## Tasks to carry out
(a) Reproduce the birthday letter word for word, starting at "I was so happy" and ending at "cups for hands.".
(b) In the birthday letter, whose brand new Nikes got soaked during the birth?

## Provided passage
---

Dear Little D:
You are turning 3 this weekend. How did that happen? I remember when you were born and we barely made in to the hospital in time. My main memory is in the parking garage of the hospital, biting your father's shoulder through his green padded vest because the pain was so bad. You shot out, literally with on time for no epidural or even an IV, soaking Dr. M's brand new Nikes because there was no time for shoe covers. I actually called Grandma and when she asked "Did you get a room sweetie?" I was like "It's done. She's here." You came into this world at lightning speed and you haven't stopped since.
I was so happy to have a daughter, especially one as charming as you. You were a great sleeper and then you weren't. You had a smile that took over your whole perfect face. You were constantly stroking my hand, really anyone's hand, and you loved to snuggle. You crawled at 6 months and walked at nearly ten and I forgave you for all that and the fact that you can scale counters, dressers and closets like a little spider with suction cups for hands.

---

Referring expression pointing data
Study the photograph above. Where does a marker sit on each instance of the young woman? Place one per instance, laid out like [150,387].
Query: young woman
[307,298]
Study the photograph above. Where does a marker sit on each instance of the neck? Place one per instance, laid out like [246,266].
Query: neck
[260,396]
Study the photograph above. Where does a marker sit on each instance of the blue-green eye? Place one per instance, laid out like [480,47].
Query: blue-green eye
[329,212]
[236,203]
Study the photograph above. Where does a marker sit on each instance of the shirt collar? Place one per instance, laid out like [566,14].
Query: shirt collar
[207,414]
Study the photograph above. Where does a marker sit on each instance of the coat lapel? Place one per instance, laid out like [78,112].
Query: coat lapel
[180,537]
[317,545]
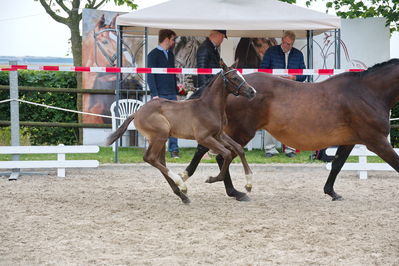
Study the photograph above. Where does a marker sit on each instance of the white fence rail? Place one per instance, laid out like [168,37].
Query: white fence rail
[362,166]
[61,163]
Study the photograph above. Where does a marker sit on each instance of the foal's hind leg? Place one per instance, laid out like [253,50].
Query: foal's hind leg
[336,166]
[238,149]
[384,149]
[152,156]
[199,153]
[213,144]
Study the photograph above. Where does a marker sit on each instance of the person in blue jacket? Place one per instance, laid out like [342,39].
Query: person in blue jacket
[283,56]
[164,85]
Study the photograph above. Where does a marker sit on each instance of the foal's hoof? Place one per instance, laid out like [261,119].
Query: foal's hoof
[239,196]
[184,190]
[243,197]
[211,179]
[184,175]
[334,196]
[337,197]
[248,187]
[186,200]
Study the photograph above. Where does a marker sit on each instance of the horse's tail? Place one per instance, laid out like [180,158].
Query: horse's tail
[119,132]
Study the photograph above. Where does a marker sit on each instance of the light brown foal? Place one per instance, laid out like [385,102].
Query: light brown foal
[200,119]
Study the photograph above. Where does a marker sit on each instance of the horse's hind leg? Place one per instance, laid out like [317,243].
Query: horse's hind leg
[152,156]
[384,149]
[199,153]
[238,149]
[228,184]
[336,166]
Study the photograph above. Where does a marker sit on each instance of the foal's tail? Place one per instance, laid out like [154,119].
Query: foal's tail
[119,132]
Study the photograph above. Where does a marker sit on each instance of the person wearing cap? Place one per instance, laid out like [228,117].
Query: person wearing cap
[164,86]
[208,54]
[283,56]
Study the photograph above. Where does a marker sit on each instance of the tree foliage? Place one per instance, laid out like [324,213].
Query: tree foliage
[69,12]
[388,9]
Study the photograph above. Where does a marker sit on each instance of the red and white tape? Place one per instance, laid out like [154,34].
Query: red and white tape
[193,71]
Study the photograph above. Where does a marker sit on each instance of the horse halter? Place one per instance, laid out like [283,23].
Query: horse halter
[236,90]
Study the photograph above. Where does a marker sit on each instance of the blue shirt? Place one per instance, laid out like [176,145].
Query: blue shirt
[275,59]
[163,50]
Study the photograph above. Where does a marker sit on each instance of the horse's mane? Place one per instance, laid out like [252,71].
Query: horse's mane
[376,67]
[197,94]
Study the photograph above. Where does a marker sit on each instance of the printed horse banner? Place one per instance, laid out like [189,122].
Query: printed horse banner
[99,49]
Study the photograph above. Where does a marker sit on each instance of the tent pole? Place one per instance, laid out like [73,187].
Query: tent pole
[309,37]
[337,59]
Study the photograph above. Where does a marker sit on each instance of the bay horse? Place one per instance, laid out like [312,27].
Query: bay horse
[344,110]
[201,119]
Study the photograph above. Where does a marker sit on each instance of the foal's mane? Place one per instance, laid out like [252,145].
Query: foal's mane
[375,68]
[197,94]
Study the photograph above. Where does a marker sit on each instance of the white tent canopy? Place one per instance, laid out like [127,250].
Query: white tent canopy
[241,18]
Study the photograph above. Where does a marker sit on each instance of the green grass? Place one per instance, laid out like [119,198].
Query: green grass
[135,155]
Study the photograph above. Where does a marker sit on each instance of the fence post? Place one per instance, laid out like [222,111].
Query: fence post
[14,116]
[61,158]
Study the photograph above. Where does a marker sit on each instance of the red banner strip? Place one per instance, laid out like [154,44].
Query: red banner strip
[51,68]
[204,70]
[145,70]
[19,66]
[326,71]
[174,70]
[295,71]
[266,70]
[82,69]
[113,69]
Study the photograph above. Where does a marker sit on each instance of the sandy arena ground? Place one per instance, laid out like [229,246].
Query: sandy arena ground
[128,215]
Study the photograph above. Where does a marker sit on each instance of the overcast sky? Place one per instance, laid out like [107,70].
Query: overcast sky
[27,30]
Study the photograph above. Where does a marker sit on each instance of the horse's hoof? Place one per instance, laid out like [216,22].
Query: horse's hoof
[243,197]
[334,196]
[210,180]
[248,188]
[184,176]
[184,189]
[337,198]
[186,200]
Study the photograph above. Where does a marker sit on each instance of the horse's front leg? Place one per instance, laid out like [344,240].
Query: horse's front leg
[238,149]
[199,153]
[211,143]
[228,183]
[336,166]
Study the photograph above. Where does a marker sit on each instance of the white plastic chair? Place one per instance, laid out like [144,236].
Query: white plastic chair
[126,107]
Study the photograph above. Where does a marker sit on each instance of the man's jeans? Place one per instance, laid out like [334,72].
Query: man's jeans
[172,146]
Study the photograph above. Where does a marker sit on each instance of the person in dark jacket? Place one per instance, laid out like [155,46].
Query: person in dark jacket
[164,85]
[280,57]
[208,55]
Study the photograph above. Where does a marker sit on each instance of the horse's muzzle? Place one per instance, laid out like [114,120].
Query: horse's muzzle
[251,93]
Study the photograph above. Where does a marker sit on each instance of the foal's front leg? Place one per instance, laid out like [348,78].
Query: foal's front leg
[238,149]
[152,156]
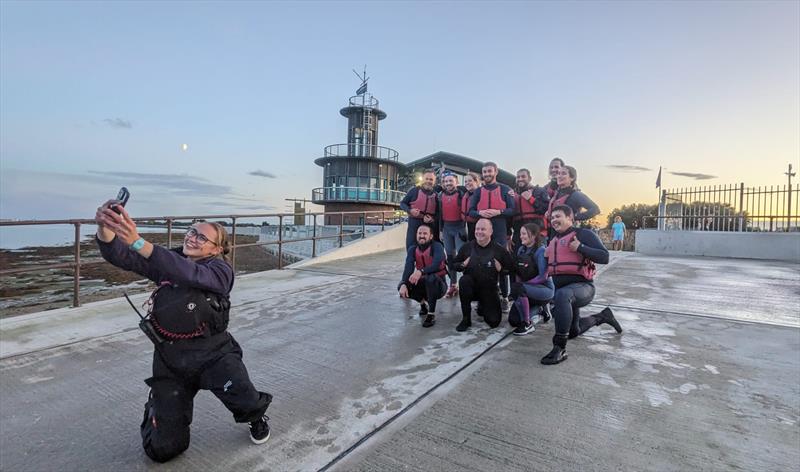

---

## Answers provided
(a)
I was so happy to have a daughter, especially one as charming as you. You were a great sleeper and then you weren't. You had a smile that took over your whole perfect face. You were constantly stroking my hand, really anyone's hand, and you loved to snuggle. You crawled at 6 months and walked at nearly ten and I forgave you for all that and the fact that you can scale counters, dressers and closets like a little spider with suction cups for hands.

(b) Dr. M's